=== REQUIRED WORK ===
Repeat what the lines below say, word for word, and skip every image.

== == ==

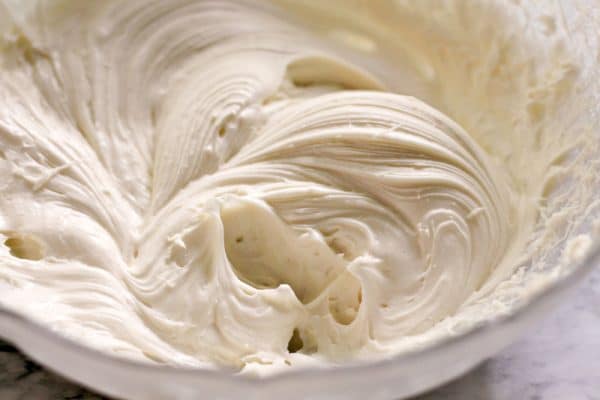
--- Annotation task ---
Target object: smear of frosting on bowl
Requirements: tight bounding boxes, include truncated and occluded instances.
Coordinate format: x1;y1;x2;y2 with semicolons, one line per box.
0;0;592;374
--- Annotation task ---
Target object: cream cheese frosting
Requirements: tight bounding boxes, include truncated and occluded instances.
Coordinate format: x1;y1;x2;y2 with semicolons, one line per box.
0;0;588;374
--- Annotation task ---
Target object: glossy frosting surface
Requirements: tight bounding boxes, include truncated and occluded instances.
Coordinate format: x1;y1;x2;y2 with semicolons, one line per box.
0;0;584;374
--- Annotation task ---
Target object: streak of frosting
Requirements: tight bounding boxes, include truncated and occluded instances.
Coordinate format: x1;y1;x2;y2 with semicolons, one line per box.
0;0;590;374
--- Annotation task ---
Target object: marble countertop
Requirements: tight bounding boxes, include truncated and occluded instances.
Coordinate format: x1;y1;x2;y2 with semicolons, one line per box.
0;266;598;400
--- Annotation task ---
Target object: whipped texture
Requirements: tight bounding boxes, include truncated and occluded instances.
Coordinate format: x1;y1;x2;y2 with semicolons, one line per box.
0;0;587;374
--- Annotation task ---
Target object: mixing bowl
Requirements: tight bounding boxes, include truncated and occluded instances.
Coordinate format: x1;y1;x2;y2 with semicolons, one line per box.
0;250;596;400
0;1;598;399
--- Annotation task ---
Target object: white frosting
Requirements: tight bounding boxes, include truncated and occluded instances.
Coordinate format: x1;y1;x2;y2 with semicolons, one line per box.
0;0;590;374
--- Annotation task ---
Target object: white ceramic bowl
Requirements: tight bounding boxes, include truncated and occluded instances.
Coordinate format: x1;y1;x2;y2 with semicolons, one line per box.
0;249;596;400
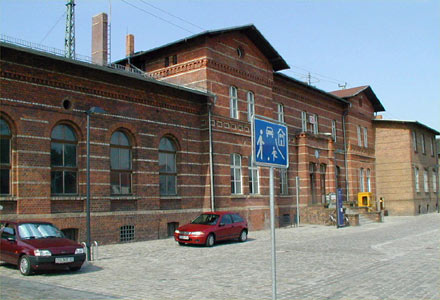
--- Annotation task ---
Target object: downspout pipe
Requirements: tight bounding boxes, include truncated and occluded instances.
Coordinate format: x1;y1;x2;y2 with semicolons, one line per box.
208;96;217;211
342;108;349;202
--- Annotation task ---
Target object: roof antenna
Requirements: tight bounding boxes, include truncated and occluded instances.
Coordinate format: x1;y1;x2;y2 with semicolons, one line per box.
338;82;347;89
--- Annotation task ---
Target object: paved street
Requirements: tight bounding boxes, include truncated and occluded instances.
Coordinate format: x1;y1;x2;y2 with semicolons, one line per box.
1;214;439;300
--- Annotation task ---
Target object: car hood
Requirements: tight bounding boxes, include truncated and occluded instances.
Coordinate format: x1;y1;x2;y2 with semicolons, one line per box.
178;223;213;232
22;238;81;255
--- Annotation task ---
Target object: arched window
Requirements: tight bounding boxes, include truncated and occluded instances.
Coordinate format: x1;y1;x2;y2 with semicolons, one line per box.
247;91;255;122
159;137;177;196
0;118;11;195
51;124;77;194
230;86;238;119
110;131;132;195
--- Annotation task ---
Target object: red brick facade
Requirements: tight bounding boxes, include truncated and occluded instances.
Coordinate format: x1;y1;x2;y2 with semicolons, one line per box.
1;25;392;245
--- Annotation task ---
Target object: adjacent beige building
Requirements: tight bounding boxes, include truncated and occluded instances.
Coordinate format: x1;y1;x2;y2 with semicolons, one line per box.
374;119;439;215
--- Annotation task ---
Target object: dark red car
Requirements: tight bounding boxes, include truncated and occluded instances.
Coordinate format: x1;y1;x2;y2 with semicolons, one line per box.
0;221;86;275
174;212;248;247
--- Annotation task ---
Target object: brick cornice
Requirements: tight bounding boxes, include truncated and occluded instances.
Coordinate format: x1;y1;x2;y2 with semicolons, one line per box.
149;58;273;87
1;70;200;115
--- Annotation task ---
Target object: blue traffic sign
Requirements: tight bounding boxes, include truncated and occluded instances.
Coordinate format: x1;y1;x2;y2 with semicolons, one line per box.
253;117;289;168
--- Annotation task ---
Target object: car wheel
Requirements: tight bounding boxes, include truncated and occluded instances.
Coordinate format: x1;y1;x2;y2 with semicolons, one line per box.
19;255;32;276
69;266;81;272
205;234;215;247
239;230;248;242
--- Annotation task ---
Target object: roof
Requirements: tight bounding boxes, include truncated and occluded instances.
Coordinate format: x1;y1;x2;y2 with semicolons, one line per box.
115;24;289;71
373;119;440;135
330;85;385;112
0;42;212;100
275;73;349;105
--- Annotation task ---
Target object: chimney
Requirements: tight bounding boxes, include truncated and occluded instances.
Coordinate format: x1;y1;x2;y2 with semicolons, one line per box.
92;13;108;65
126;34;135;57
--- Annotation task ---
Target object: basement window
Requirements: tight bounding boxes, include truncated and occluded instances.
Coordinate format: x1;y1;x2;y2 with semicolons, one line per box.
120;225;135;242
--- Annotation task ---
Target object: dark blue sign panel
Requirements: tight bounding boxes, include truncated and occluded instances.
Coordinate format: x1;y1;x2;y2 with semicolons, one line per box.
253;118;288;168
336;188;345;228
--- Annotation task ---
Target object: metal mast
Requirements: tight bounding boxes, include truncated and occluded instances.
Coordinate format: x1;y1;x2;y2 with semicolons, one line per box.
65;0;75;58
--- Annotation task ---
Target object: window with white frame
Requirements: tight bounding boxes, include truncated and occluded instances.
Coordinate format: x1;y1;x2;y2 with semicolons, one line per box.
414;167;420;193
357;126;362;147
301;111;307;132
230;86;238;119
359;168;365;192
430;137;434;156
363;127;368;148
412;131;417;152
433;169;437;192
277;103;284;123
423;169;429;192
279;168;288;195
230;153;242;194
247;91;255;122
248;156;259;194
331;120;337;142
366;169;371;192
159;137;177;196
421;134;425;154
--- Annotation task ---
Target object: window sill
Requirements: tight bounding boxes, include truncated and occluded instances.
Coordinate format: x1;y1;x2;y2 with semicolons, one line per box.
51;196;85;201
109;195;138;200
230;194;245;199
0;196;16;201
160;196;181;200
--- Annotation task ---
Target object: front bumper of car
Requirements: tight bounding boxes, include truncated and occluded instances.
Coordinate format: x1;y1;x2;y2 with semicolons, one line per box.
27;253;86;270
174;232;207;245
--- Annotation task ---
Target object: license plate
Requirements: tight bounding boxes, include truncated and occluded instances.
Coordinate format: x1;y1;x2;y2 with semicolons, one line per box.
179;235;189;240
55;257;74;264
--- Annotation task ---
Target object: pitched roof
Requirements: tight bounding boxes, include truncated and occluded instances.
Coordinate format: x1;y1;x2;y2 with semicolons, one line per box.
330;85;385;112
274;73;349;105
373;119;440;135
114;24;289;71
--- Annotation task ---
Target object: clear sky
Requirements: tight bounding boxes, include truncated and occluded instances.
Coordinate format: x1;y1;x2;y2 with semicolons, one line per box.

== == ==

=== ANSWER TO THE PROBLEM ===
--- Annotation task ---
Target object: smear of frosting on bowl
Requirements: tight bounding boxes, include truncated and occluded instances.
Coordinate format: x1;y1;x2;y2 with semicolons, one line per box.
0;0;592;374
--- Annotation task ---
Target object: cream cheese frosting
Requirements: tight bounding boxes, include truncated and occluded instances.
Coordinate format: x1;y1;x2;y2 with semicolons, one line per box.
0;0;588;374
--- Annotation task ---
Target object: glossy frosting surface
Requirements: tight bounding boxes, include truncated and occluded instances.
Coordinate format: x1;y1;x2;y2 with semicolons, one line per box.
0;0;584;374
--- Annotation task ---
Target object: streak of frosting
Requirements: tight bounding boxes, include truncated and occluded instances.
Coordinate format: x1;y1;x2;y2 with semicolons, one line per box.
0;0;590;374
--- Annotation task ---
Target object: marble countertop
Requirements: tight bounding boxes, include truncated and occluded instances.
Coordinate format: x1;y1;x2;y2 with semicolons, one line per box.
0;266;598;400
--- Annotation task ---
Target object: whipped texture
Requirements: tight bounding boxes, include truncated and occluded instances.
Coordinate format: x1;y1;x2;y2 with semicolons, one line per box.
0;0;587;374
--- Annotation task ---
Target object: mixing bowl
Requirements: tight bounding boxes, include truncated and occluded instances.
Coordinate format: x1;y1;x2;y2 with semicolons, one line per box.
0;250;596;400
0;1;598;399
--- Annotation task ---
Target object: white frosting
Requirements: tight bounding boxes, include truncated and occluded instances.
Coordinate format: x1;y1;x2;y2 with semicolons, one line per box.
0;0;590;374
--- Annotation task ---
Target object: white ceramic bowl
Requirements: tight bounding boxes, include truncated and occluded instances.
Coordinate format: x1;y1;x2;y2 with semicolons, one line per box.
0;249;596;400
--- Annotation task ---
Target object: downspout pipe
Requirements: tight bounding boxes, include truncated and occluded instances.
Coordinate format: x1;y1;x2;y2 with semicolons, one line per box.
208;96;217;211
342;108;349;202
--- Annotation task ---
Target object: roof antenna
Requirements: tight bounding boxes, include truncated and occluded instances.
Coordinate format: x1;y1;x2;y2 with semicolons, one line per box.
338;82;347;89
--- Annotation task ---
Target object: paved street
Requirements: tight bounding boxes, include truncated and occluded instances.
Coordinate format: x1;y1;x2;y2 with semicolons, one line per box.
1;214;439;300
--- Annotation task ---
Target object: car hood
Requirements: tight bounding boxes, include truncated and occluded instances.
Coordinate format: x1;y1;x2;y2 with semicolons, one line per box.
178;223;213;232
22;238;81;255
--- Annotation task ---
Target object: arched window
Requirements: tight bounding boxes, include truncated and occluded instances.
Coordinate format: x1;y1;x2;y2 with semicolons, one line per box.
247;91;255;122
159;137;177;196
0;118;11;195
51;124;77;194
230;86;238;119
110;131;132;195
--- Annotation task ---
Target object: red brick facade
Requirements: tight bounding boxes, include truncated and occluded instances.
Coordinate format: x1;y1;x2;y2 with semicolons, one line per box.
1;25;392;245
--- Annotation task ---
Target object: adjacent beige building
Requirements: tight bounding boxes, include truncated and occluded instances.
Coordinate format: x1;y1;x2;y2 with semicolons, one line per box.
374;119;439;215
--- Annotation task ---
Target object: dark red car
Requirements: tight bounding boxes, include truncated and occluded instances.
Coordinate format: x1;y1;x2;y2 with semicolons, one line per box.
0;221;86;275
174;212;248;247
--- Annotation task ---
Target object: brick cornice
Requirements: tight bounding boxes, include truncated and occluded instances.
Coordinate format: x1;y1;x2;y2 with semicolons, one line per box.
149;58;273;87
1;70;200;115
--- Annotation task ---
Target object: blue traffic sign
Requirements: tight bounding boxes, include truncated and occluded instances.
Coordinate format: x1;y1;x2;y2 with semicolons, one line per box.
253;117;289;168
--- Annotation task ---
Target object: car wheel
Requirements: tight bounding boxes, include truncated and occluded instances.
Coordinate format: x1;y1;x2;y2 with semicolons, one line per box.
19;255;32;276
69;266;81;272
205;234;215;247
239;230;248;242
--- Annotation task ---
Target object: roof
Requirements: tight bounding boxes, include truncated and occluded instances.
Coordinate format: x1;y1;x2;y2 with semicolons, one line per box.
115;24;289;71
373;119;440;135
330;85;385;112
0;42;212;100
275;73;349;105
--- Annotation task ---
Target object: chimney
Requirements: tight bounding boxes, include truncated and occluded instances.
Coordinate format: x1;y1;x2;y2 with semicolons, one line per box.
92;13;108;65
126;34;135;57
--- Annotation task ---
Target object: basement window
Requirements: tight bounding boxes, include truncated and occluded instances.
Coordinate format: x1;y1;x2;y2 with semicolons, one line per box.
120;225;135;242
--- Annotation task ---
Target object: dark blue sign panel
Requirements: tight bounding boxes, include truncated and occluded instances.
Coordinate format: x1;y1;x2;y2 with semicolons, one line per box.
253;118;288;168
336;188;345;228
--- Annotation task ---
Target object: metal mast
Requirements: tight bounding boxes, include truncated and occluded instances.
Coordinate format: x1;y1;x2;y2 with semicolons, one line per box.
65;0;75;58
--- Annotation task ---
Target object: window with white frame
Requirements: tight bounding boxes, include truncated and occluded instances.
Coordinate format: x1;y1;x2;y2 with semicolons, one line per box.
414;167;420;193
357;126;362;147
301;111;307;132
230;86;238;119
359;168;365;192
430;137;434;156
363;127;368;148
412;131;417;152
433;169;437;192
277;103;284;123
423;169;429;192
279;168;288;195
230;153;242;194
247;91;255;122
248;156;259;194
331;120;337;142
366;169;371;192
159;137;177;196
421;134;425;154
--- Annotation task ---
Target object: window sill
Requirements: tight bounding boxes, include truncated and occluded instances.
Coordinate format: x1;y1;x2;y2 with semicolons, one line per box.
51;196;85;201
109;195;138;200
230;194;245;199
0;196;16;201
160;196;181;200
--- Annotation task ---
Target object: front bumper of car
Requirements: tight bounding boxes, include truncated and occluded instances.
Coordinate format: x1;y1;x2;y2 with semicolons, one line per box.
27;253;86;270
174;232;207;245
--- Annotation task ---
Target object: license plate
Requirements: tight bounding boxes, include truncated and occluded instances.
Coordinate format: x1;y1;x2;y2 with semicolons, one line per box.
179;235;189;240
55;257;74;264
--- Annotation task ---
Target object: pitched roof
Requirements: tight bounding boxes, include truncated and occluded instances.
Coordinate format: x1;y1;x2;y2 with semicolons, one line per box.
330;85;385;112
274;73;349;105
373;119;440;135
114;24;289;71
--- Annotation task ---
Target object: clear sky
Requirements: tight bounding boxes, include truncated and occluded instances.
Coordinate format: x1;y1;x2;y2 with semicolons, one line per box.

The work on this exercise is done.